§ **Arbeitsanweisung**
Schreibe den Ausgangstext über die Kritik am ORF ab, beginnend bei „Gleichzeitig habe sich“ und endend bei „vorgesehen, kritisiert Eder.“. Ändere dabei „Ausgleichszahlung“ in „Entschädigung“.

§ **Ausgangstext**
Viele fühlen sich von ihren Auftraggebern im Stich gelassen. Der Regisseur Fabian Eder, Vorsitzender des Dachverbands der österreichischen Filmschaffenden, kritisiert besonders das Krisenmanagment des ORF: "Die zuständigen Abteilungen im ORF haben vollkommen versagt", sagt Eder. Bis heute gebe es seitens des ORF keine einheitliche Sprachregelung, keine Kommunikation mit den Filmschaffenden, "obwohl wir das heftig eingefordert haben. Eine Initiative oder zumindest eine Beteiligung an einer sinnvollen und angemessenen Lösung vermissen wir vollständig. Die zuständige Abteilung versagt diesbezüglich."

ORF ist größter Aufraggeber für Film- und TV-Wirtschaft

Der ORF ist größter Auftraggeber der österreichischen Film- und TV-Wirtschaft. Er investiert jedes Jahr rund 100 Millionen Euro in den Film- und Produktionsstandort Österreich und sichert damit zigtausende Arbeitsplätze. Von 2019 bis 2021 sind Investitionen von insgesamt 305 Millionen Euro veranschlagt.

Der ORF weist die Vorwürfe als "allesamt haltlos" zurück: "Der ORF ist mit seinen Vertragspartnern, das sind die heimischen Filmproduzenten, natürlich von Beginn an in ständigem Austausch und Kontakt. Gerade in dieser schwierigen Zeit müssen ruhige und sachliche Entscheidungen auf einer rechtlich korrekten Basis getroffen werden. Und zur seriösen Abwicklung gehört dazu, dass sich die beiden Vertragspartner, Filmproduzent und ORF, über den jeweils konkreten Vertrag austauschen. Jede Produktion ist individuell abzuwickeln, es gibt keine Pauschalerledigung."

Gleichzeitig habe sich der ORF bereiterklärt, den Produzenten bei der Realisierung "größtmögliche zeitliche Flexibilität einzuräumen, und bewegt sich damit im Rahmen der auch international getroffenen Maßnahmen zur Absicherung der Filmwirtschaft. So wie in der Vergangenheit wird das der ORF auch in Zukunft tun. Einseitige, nicht haltbare Vorwürfe helfen niemandem in dieser Situation."

Das ist Eder aber zu wenig. Er führt etwa freischaffenden Kolleginnen und Kollegen an, die jetzt unmittelbar vor Dreharbeiten stehen, von ihren Auftraggebern also schon gebucht wurden. Viele würden ihre Verträge branchenüblich erst am zweiten, dritten Drehtag bekommen und gingen jetzt leer aus. Der Dreh von "Soko Kitzbühel" etwa ist von Ende März auf vorerst unbestimmte Zeit verschoben. Eine Ausgleichszahlung sei nicht vorgesehen, kritisiert Eder.

Auszug aus einem Datensatz

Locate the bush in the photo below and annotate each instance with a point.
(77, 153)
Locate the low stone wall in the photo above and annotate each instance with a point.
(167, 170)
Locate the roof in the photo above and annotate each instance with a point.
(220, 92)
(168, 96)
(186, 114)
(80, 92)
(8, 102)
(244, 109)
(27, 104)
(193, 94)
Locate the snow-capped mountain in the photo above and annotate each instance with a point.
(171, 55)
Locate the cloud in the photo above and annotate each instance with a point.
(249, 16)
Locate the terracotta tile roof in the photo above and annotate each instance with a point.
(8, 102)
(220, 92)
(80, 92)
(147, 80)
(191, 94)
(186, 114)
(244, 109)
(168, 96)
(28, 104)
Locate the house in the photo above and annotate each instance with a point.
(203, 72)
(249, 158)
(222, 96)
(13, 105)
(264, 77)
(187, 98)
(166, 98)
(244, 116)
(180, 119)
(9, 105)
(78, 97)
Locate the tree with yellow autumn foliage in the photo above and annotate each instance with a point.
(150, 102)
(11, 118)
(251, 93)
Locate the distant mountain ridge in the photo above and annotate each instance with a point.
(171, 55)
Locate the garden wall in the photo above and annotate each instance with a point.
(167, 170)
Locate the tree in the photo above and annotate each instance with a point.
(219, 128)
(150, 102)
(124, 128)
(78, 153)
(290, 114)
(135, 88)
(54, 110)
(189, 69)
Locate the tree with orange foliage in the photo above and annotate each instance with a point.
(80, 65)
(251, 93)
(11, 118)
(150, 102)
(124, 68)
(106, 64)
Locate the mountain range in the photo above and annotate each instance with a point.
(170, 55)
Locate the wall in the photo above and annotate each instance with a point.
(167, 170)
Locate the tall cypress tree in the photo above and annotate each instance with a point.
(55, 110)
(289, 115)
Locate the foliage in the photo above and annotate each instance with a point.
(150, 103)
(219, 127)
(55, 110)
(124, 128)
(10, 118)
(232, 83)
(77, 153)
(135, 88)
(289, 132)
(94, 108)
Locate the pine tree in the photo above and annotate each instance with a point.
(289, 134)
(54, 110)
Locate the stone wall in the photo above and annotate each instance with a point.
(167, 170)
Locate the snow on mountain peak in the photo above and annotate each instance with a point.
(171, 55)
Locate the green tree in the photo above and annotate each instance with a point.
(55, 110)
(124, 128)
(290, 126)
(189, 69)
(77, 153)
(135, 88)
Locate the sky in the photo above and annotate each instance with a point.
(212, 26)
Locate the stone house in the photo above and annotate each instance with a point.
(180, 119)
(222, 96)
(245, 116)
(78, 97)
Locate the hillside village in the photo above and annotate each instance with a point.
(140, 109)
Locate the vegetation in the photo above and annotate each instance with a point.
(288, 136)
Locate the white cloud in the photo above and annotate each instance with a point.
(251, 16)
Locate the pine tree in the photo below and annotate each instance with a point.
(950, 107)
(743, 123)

==

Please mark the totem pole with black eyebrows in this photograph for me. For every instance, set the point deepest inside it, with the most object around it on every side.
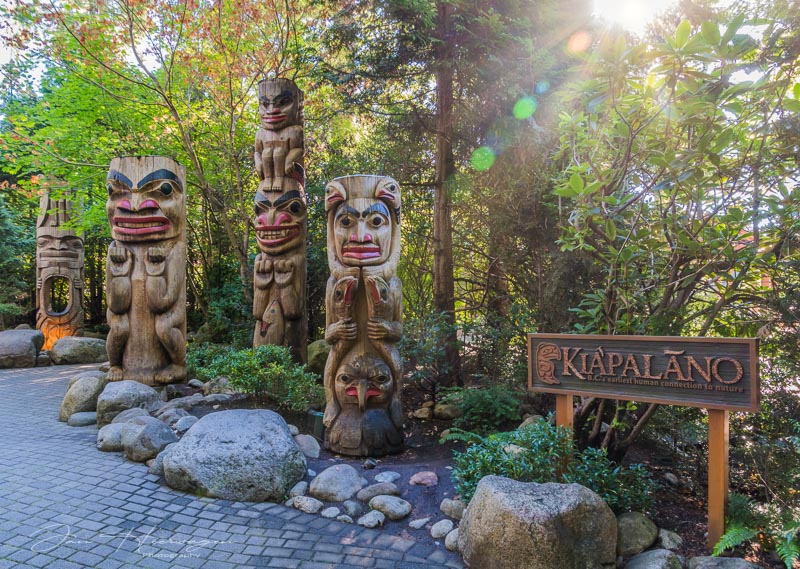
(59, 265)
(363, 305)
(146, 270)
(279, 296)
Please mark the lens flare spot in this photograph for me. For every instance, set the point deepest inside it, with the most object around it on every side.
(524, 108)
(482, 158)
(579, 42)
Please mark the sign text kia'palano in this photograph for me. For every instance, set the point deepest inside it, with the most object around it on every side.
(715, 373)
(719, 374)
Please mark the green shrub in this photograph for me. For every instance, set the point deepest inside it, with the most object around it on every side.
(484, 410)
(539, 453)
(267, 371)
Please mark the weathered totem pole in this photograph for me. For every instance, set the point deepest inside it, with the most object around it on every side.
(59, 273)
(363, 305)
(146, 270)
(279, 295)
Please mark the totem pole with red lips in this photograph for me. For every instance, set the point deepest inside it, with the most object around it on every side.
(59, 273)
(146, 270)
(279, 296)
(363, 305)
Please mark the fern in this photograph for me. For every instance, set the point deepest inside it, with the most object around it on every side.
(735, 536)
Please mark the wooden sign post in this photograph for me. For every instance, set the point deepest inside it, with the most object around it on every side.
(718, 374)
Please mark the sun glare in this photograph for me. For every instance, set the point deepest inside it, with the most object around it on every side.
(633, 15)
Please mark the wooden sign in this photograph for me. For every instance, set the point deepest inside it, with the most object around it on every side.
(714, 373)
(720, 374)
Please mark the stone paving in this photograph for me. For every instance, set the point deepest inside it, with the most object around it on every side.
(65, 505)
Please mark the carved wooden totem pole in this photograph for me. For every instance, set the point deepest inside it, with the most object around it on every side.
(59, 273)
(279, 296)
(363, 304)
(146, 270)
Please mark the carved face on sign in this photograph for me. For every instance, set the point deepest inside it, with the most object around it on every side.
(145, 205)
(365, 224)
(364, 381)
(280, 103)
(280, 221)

==

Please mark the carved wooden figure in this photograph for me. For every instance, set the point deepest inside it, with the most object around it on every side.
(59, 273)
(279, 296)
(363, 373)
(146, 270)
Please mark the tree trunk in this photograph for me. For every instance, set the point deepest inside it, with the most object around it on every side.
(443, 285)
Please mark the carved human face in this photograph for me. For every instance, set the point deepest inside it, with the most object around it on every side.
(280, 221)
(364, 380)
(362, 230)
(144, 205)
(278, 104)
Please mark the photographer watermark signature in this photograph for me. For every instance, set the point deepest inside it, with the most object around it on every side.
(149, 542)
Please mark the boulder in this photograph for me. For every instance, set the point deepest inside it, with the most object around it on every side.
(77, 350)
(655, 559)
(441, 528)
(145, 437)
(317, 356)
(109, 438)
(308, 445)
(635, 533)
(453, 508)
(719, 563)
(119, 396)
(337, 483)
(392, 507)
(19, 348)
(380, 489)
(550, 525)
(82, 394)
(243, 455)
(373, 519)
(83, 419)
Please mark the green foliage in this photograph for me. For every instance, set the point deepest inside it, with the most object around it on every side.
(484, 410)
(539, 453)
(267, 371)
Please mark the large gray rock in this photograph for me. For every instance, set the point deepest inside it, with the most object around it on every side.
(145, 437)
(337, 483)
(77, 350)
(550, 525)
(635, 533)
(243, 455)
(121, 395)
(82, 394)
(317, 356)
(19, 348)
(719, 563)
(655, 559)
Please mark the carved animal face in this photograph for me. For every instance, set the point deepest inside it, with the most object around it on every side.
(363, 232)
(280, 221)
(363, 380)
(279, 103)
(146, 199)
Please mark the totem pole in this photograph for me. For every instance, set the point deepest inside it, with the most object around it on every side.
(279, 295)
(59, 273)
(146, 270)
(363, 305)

§ **Ergebnis**
Gleichzeitig habe sich der ORF bereiterklärt, den Produzenten bei der Realisierung "größtmögliche zeitliche Flexibilität einzuräumen, und bewegt sich damit im Rahmen der auch international getroffenen Maßnahmen zur Absicherung der Filmwirtschaft. So wie in der Vergangenheit wird das der ORF auch in Zukunft tun. Einseitige, nicht haltbare Vorwürfe helfen niemandem in dieser Situation."

Das ist Eder aber zu wenig. Er führt etwa freischaffenden Kolleginnen und Kollegen an, die jetzt unmittelbar vor Dreharbeiten stehen, von ihren Auftraggebern also schon gebucht wurden. Viele würden ihre Verträge branchenüblich erst am zweiten, dritten Drehtag bekommen und gingen jetzt leer aus. Der Dreh von "Soko Kitzbühel" etwa ist von Ende März auf vorerst unbestimmte Zeit verschoben. Eine Entschädigung sei nicht vorgesehen, kritisiert Eder.